WORK ITEM - The records below should be printed once more, exactly as they appear.

[Data items]

────────

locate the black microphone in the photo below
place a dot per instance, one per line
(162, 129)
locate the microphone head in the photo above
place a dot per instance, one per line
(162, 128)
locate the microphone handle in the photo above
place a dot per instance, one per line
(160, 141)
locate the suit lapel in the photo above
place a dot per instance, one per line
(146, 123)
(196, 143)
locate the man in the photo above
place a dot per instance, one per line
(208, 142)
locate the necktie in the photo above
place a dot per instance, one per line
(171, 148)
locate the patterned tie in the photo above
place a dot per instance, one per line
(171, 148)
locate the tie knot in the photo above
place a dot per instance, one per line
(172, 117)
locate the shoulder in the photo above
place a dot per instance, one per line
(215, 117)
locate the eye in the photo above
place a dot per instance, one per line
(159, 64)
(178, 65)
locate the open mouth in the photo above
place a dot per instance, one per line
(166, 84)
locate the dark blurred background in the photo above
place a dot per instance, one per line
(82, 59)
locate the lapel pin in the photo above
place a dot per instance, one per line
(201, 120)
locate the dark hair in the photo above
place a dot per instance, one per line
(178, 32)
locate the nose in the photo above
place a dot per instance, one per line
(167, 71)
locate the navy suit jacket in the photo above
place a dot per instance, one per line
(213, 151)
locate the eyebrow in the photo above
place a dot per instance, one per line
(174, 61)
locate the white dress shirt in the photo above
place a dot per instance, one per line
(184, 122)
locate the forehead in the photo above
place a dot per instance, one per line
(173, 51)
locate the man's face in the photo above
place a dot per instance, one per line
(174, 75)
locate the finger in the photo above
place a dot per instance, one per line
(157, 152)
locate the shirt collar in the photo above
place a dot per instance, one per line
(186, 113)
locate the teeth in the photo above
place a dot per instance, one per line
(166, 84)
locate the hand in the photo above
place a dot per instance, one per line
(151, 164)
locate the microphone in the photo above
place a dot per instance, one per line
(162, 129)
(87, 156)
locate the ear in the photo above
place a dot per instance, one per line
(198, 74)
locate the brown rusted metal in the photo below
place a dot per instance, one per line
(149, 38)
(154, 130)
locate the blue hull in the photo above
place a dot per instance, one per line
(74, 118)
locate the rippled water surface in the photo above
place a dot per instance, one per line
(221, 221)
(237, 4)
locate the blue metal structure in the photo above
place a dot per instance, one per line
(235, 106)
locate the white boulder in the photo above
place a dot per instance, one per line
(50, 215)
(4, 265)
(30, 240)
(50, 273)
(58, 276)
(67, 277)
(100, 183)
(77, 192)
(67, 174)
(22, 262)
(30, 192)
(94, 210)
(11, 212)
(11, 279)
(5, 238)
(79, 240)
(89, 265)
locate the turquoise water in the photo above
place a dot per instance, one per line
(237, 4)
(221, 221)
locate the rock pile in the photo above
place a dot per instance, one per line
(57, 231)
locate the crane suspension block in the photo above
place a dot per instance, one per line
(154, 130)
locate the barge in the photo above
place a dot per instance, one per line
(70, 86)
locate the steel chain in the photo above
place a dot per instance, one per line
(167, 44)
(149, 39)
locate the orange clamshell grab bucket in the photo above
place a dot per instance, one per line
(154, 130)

────────

FINISHED TASK -
locate the black microphone in the photo below
place a dot per instance, one per line
(162, 129)
locate the microphone head in the photo above
place a dot per instance, one per line
(162, 128)
locate the microphone handle in the photo above
place a dot per instance, one per line
(160, 141)
locate the suit lapel in the photo above
place a dot per instance, one per line
(146, 123)
(196, 143)
locate the man in the photo above
place a dot per instance, one per line
(208, 142)
locate the necktie in the photo above
place a dot per instance, one per line
(171, 148)
locate the patterned tie in the photo above
place a dot per instance, one per line
(171, 148)
locate the tie knot in the photo above
place a dot per instance, one per line
(172, 117)
locate the shoulder in the photo above
place a dot per instance, one per line
(215, 117)
locate the eye in the photo above
place a dot per instance, one per line
(159, 64)
(178, 65)
locate the open mouth in the photo above
place a dot per instance, one per line
(166, 84)
locate the dark blurred background in the photo above
place a dot per instance, one per line
(82, 59)
locate the lapel pin in the photo above
place a dot per instance, one per line
(201, 120)
locate the dark hair in the photo above
place a dot per instance, one per line
(178, 32)
locate the nose in the photo above
place a dot per instance, one per line
(167, 71)
locate the navy suit jacket in the photo above
place a dot per instance, one per line
(213, 151)
locate the eyebrow in the photo above
place a dot per instance, one per line
(174, 61)
locate the white dress shirt in the photo above
place a dot per instance, one per line
(184, 122)
locate the forehead in the photo above
place a dot per instance, one per line
(173, 51)
locate the man's face in the photo above
place a dot per instance, one per line
(174, 75)
locate the finger in the photo above
place a dot per instance, one per line
(157, 152)
locate the shirt collar in the photo above
place a dot per instance, one per line
(186, 113)
locate the teeth in the photo above
place a dot per instance, one per line
(166, 84)
locate the hand in the photo above
place a dot per instance, one per line
(151, 164)
locate the microphone in the photo above
place a dot per instance, one per line
(162, 129)
(87, 156)
locate the ear in the photo above
place a dot per instance, one per line
(198, 74)
locate the brown rusted metal in the photo below
place a dot per instance, one per line
(149, 38)
(154, 130)
locate the blue hull in the photo above
place a dot per instance, one per line
(74, 118)
locate the rippled water surface in the photo above
place a dot per instance, one per line
(221, 221)
(237, 4)
locate the blue metal structure in the photo above
place a dot per instance, one per line
(235, 106)
locate the white boulder in the photo above
place a dot per instance, one per line
(50, 215)
(4, 265)
(30, 240)
(50, 273)
(58, 276)
(67, 277)
(100, 183)
(77, 192)
(67, 174)
(22, 262)
(30, 192)
(94, 210)
(11, 212)
(11, 279)
(5, 238)
(79, 240)
(89, 265)
locate the turquoise water in the photo above
place a dot per instance, one per line
(237, 4)
(221, 221)
locate the rock pile in the photo above
place a dot per instance, one per line
(57, 231)
locate the crane suspension block in the photo above
place a dot per instance, one per line
(154, 130)
locate the barge in the photo above
place a dot per instance, one per line
(70, 86)
locate the steel chain in the photo above
place a dot per instance, one per line
(167, 44)
(149, 39)
locate the orange clamshell grab bucket in the photo above
place a dot per instance, one per line
(154, 130)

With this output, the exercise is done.